SOURCE INFORMATION:
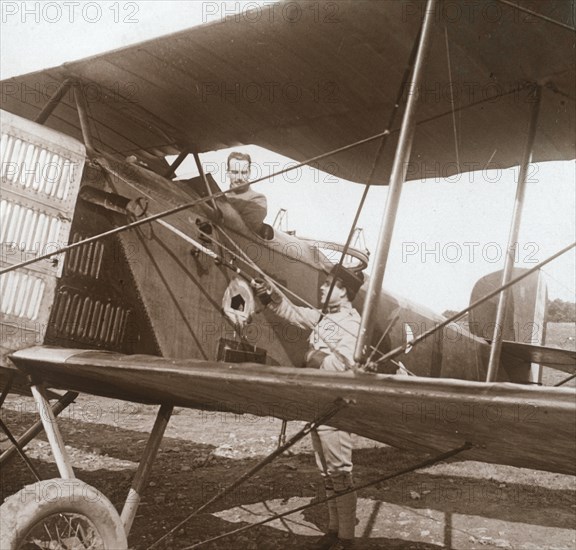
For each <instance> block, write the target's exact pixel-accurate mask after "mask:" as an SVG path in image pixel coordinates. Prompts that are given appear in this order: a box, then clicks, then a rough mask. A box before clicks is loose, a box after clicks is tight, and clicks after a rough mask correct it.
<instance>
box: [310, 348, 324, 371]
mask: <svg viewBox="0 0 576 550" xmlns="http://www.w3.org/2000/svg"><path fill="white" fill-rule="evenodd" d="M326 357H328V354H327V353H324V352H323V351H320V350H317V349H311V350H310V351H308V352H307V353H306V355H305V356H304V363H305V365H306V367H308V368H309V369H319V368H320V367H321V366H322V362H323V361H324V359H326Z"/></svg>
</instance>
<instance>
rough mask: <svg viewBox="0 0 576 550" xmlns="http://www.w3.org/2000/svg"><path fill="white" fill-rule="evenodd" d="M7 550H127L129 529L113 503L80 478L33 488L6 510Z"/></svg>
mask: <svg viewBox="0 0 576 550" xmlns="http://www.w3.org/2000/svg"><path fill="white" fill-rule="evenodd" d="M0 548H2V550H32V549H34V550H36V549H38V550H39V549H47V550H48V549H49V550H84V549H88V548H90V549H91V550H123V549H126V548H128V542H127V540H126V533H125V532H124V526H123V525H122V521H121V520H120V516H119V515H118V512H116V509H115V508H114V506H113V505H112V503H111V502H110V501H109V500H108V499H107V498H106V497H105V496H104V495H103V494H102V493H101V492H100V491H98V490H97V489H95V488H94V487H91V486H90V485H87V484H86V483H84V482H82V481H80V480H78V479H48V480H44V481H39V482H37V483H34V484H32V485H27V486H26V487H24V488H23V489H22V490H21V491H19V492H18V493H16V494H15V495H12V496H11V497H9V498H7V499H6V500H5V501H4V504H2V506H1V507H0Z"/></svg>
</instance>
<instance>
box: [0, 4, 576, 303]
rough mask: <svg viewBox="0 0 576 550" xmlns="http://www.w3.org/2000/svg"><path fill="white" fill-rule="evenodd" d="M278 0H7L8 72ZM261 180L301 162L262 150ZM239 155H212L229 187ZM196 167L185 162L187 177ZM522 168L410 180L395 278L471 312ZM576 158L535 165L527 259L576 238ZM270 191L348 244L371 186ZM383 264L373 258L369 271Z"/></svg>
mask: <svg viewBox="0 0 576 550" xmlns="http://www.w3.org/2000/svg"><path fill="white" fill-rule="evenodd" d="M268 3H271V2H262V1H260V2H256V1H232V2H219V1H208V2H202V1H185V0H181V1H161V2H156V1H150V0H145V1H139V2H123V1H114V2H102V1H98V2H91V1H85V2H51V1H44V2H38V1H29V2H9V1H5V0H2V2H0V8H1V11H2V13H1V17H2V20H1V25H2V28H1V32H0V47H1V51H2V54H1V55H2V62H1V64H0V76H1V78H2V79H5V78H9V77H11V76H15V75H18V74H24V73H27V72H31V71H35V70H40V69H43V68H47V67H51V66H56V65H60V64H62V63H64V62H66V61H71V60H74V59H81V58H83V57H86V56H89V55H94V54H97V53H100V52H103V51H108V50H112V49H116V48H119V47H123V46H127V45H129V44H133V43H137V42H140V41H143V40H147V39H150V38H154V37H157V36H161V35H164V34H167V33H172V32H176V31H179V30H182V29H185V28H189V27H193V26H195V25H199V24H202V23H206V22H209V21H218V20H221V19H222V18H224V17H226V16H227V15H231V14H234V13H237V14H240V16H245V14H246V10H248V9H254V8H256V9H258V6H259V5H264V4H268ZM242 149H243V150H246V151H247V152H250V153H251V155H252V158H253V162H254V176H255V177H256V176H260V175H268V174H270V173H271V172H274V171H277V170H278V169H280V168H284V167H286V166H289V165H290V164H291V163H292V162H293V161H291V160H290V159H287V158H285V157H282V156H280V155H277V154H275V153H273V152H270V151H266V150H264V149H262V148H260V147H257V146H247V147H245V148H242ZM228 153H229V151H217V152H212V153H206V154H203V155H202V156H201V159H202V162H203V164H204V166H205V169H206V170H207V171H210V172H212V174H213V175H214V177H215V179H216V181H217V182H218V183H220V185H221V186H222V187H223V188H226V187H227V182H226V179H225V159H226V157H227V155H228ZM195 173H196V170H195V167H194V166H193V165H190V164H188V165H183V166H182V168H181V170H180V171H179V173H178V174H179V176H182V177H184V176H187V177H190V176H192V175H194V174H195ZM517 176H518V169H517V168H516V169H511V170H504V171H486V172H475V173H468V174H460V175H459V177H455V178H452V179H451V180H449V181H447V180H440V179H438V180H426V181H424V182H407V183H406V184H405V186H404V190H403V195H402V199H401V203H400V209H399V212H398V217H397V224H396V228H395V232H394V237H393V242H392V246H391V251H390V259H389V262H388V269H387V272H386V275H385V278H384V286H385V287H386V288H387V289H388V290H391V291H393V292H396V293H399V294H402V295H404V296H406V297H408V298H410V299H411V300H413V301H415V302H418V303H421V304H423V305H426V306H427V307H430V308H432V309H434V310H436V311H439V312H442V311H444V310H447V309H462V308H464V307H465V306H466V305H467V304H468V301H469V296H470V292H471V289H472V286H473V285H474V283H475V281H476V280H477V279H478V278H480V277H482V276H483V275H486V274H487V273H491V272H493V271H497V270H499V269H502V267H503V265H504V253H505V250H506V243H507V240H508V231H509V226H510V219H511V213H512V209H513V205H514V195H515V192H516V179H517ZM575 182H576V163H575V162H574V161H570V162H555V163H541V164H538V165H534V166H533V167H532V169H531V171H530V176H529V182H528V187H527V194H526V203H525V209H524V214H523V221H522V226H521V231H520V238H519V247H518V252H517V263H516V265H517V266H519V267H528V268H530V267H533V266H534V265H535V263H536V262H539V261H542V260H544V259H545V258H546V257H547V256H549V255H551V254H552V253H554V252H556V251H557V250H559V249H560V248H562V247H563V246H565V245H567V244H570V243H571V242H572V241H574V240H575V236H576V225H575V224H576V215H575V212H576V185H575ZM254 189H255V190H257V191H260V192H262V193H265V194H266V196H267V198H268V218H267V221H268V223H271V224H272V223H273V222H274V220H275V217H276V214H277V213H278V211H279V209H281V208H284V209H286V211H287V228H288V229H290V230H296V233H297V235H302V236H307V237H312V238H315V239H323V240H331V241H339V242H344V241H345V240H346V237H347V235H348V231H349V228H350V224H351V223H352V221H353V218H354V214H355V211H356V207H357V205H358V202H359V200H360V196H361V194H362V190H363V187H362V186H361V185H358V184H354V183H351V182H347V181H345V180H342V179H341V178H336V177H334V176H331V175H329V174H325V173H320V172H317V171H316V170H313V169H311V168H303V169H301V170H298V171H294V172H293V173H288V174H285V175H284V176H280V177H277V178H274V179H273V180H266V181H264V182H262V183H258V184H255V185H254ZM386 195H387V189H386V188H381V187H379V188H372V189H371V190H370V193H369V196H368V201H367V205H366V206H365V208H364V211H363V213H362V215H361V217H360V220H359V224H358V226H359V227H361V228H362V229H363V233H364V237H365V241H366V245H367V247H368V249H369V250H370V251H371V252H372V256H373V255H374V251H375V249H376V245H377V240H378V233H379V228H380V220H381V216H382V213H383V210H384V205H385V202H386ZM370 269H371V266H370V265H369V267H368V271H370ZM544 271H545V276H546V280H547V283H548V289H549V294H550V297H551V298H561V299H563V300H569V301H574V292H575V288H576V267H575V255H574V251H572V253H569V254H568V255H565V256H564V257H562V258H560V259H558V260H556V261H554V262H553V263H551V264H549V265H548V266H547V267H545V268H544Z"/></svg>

THE TASK: Line by line, write out the material exactly, leaving the images out.

YOUR SOLUTION:
For each <instance> block, write the target's exact pixel-accurate mask after "mask:" as an SVG path in image pixel coordinates. Prompts that are given appear in this order: a box, then clicks, then a rough mask. A box before clicks is loose, a box after clicks is tight, and clicks after a rough mask correct it.
<instance>
box: [310, 348, 324, 371]
mask: <svg viewBox="0 0 576 550" xmlns="http://www.w3.org/2000/svg"><path fill="white" fill-rule="evenodd" d="M326 357H328V354H327V353H324V352H323V351H320V350H317V349H311V350H310V351H308V352H307V353H306V355H305V356H304V363H305V365H306V367H308V368H309V369H319V368H320V367H321V366H322V362H323V361H324V359H326Z"/></svg>
</instance>
<instance>
rough mask: <svg viewBox="0 0 576 550" xmlns="http://www.w3.org/2000/svg"><path fill="white" fill-rule="evenodd" d="M7 550H127L129 529L113 503L80 478L33 488L6 510Z"/></svg>
mask: <svg viewBox="0 0 576 550" xmlns="http://www.w3.org/2000/svg"><path fill="white" fill-rule="evenodd" d="M0 548H2V550H32V549H34V550H36V549H38V550H39V549H47V550H48V549H49V550H84V549H88V548H90V549H91V550H123V549H126V548H128V542H127V540H126V533H125V532H124V526H123V525H122V521H121V520H120V516H119V515H118V512H116V509H115V508H114V506H113V505H112V503H111V502H110V501H109V500H108V499H107V498H106V497H105V496H104V495H103V494H102V493H101V492H100V491H98V490H97V489H95V488H94V487H91V486H90V485H87V484H86V483H84V482H82V481H80V480H78V479H48V480H44V481H39V482H37V483H34V484H32V485H27V486H26V487H24V488H23V489H22V490H21V491H19V492H18V493H16V494H15V495H12V496H11V497H9V498H7V499H6V500H5V501H4V504H2V506H1V507H0Z"/></svg>
</instance>
<instance>
box: [0, 4, 576, 303]
rough mask: <svg viewBox="0 0 576 550" xmlns="http://www.w3.org/2000/svg"><path fill="white" fill-rule="evenodd" d="M278 0H7L8 72ZM261 180L301 162L262 150ZM239 155H212L229 187ZM196 167L185 162L187 177ZM522 168L410 180L395 278L471 312ZM576 158L535 165L527 259L576 238ZM270 191L348 244L371 186ZM383 264L373 258L369 271Z"/></svg>
mask: <svg viewBox="0 0 576 550" xmlns="http://www.w3.org/2000/svg"><path fill="white" fill-rule="evenodd" d="M268 3H271V2H262V1H260V2H256V1H232V2H219V1H208V2H202V1H185V0H181V1H161V2H156V1H150V0H145V1H139V2H123V1H114V2H102V1H98V2H91V1H85V2H51V1H44V2H38V1H29V2H9V1H5V0H2V2H0V8H1V11H2V13H1V17H2V20H1V25H2V28H1V32H0V47H1V51H2V54H1V55H2V62H1V64H0V76H1V78H2V79H5V78H9V77H11V76H15V75H18V74H24V73H27V72H31V71H35V70H40V69H43V68H47V67H51V66H56V65H60V64H62V63H64V62H66V61H71V60H74V59H81V58H83V57H86V56H89V55H94V54H97V53H100V52H103V51H108V50H112V49H116V48H119V47H123V46H127V45H129V44H133V43H137V42H140V41H143V40H147V39H150V38H154V37H157V36H161V35H164V34H167V33H172V32H176V31H179V30H182V29H185V28H189V27H193V26H195V25H199V24H202V23H206V22H209V21H218V20H221V19H222V18H224V17H226V16H227V15H231V14H234V13H237V14H240V16H245V14H246V10H248V9H254V8H256V9H258V6H259V5H264V4H268ZM242 149H243V150H246V151H247V152H250V153H251V155H252V158H253V162H254V176H255V177H256V176H260V175H268V174H270V173H271V172H274V171H277V170H278V169H280V168H284V167H286V166H289V165H290V164H291V163H292V162H293V161H291V160H290V159H287V158H285V157H282V156H280V155H277V154H275V153H273V152H270V151H266V150H264V149H262V148H260V147H257V146H247V147H245V148H242ZM228 153H229V151H217V152H212V153H206V154H203V155H202V156H201V159H202V162H203V164H204V166H205V169H206V170H207V171H210V172H212V174H213V175H214V177H215V179H216V181H217V182H218V183H220V185H221V186H222V187H223V188H226V187H227V182H226V179H225V159H226V157H227V155H228ZM195 173H196V170H195V167H194V166H193V165H190V164H188V165H183V166H182V168H181V170H180V171H179V173H178V174H179V176H182V177H184V176H187V177H190V176H192V175H194V174H195ZM517 176H518V169H517V168H516V169H511V170H504V171H486V172H475V173H468V174H460V175H459V177H455V178H452V179H451V180H449V181H447V180H440V179H438V180H426V181H424V182H407V183H406V184H405V186H404V190H403V195H402V199H401V203H400V209H399V212H398V217H397V224H396V228H395V232H394V237H393V242H392V246H391V251H390V259H389V262H388V269H387V272H386V275H385V278H384V286H385V287H386V288H387V289H388V290H391V291H393V292H396V293H399V294H402V295H404V296H406V297H408V298H410V299H411V300H413V301H415V302H418V303H421V304H423V305H426V306H427V307H430V308H432V309H434V310H436V311H439V312H442V311H444V310H447V309H462V308H464V307H465V306H466V305H467V304H468V301H469V296H470V292H471V289H472V286H473V285H474V283H475V281H476V280H477V279H478V278H480V277H482V276H483V275H486V274H487V273H491V272H493V271H497V270H499V269H502V267H503V265H504V253H505V250H506V243H507V240H508V231H509V226H510V219H511V213H512V209H513V205H514V195H515V192H516V179H517ZM575 182H576V163H575V162H574V161H570V162H555V163H541V164H538V165H534V166H533V167H532V169H531V171H530V176H529V182H528V187H527V194H526V203H525V209H524V214H523V221H522V226H521V231H520V238H519V247H518V252H517V263H516V265H517V266H519V267H528V268H530V267H533V266H534V265H535V263H536V262H539V261H542V260H544V259H545V258H546V257H547V256H549V255H551V254H552V253H554V252H556V251H557V250H559V249H560V248H562V247H563V246H565V245H567V244H570V243H571V242H572V241H574V240H575V236H576V225H575V224H576V215H575V212H576V185H575ZM254 189H255V190H257V191H260V192H262V193H265V194H266V196H267V198H268V218H267V221H268V223H271V224H272V223H273V222H274V220H275V217H276V214H277V213H278V211H279V209H281V208H284V209H286V211H287V228H288V229H290V230H296V233H297V235H302V236H307V237H312V238H315V239H323V240H331V241H339V242H344V241H345V240H346V237H347V235H348V231H349V228H350V224H351V223H352V221H353V218H354V214H355V211H356V207H357V205H358V202H359V200H360V196H361V194H362V190H363V187H362V186H361V185H358V184H354V183H351V182H347V181H345V180H342V179H341V178H336V177H334V176H331V175H329V174H325V173H320V172H317V171H316V170H313V169H311V168H303V169H301V170H298V171H294V172H293V173H288V174H285V175H284V176H280V177H277V178H274V179H273V180H266V181H264V182H262V183H258V184H255V185H254ZM386 195H387V189H386V188H381V187H379V188H372V189H371V190H370V193H369V196H368V201H367V205H366V206H365V208H364V211H363V213H362V215H361V217H360V220H359V224H358V226H359V227H361V228H362V229H363V233H364V237H365V241H366V245H367V247H368V249H369V250H370V251H371V252H372V256H373V255H374V251H375V249H376V245H377V240H378V233H379V228H380V220H381V216H382V213H383V210H384V205H385V202H386ZM370 269H371V266H370V265H369V267H368V271H370ZM544 271H545V276H546V280H547V283H548V289H549V294H550V297H551V298H561V299H563V300H569V301H574V292H575V288H576V267H575V255H574V251H572V253H569V254H568V255H565V256H564V257H562V258H560V259H558V260H556V261H554V262H553V263H551V264H549V265H548V266H547V267H545V268H544Z"/></svg>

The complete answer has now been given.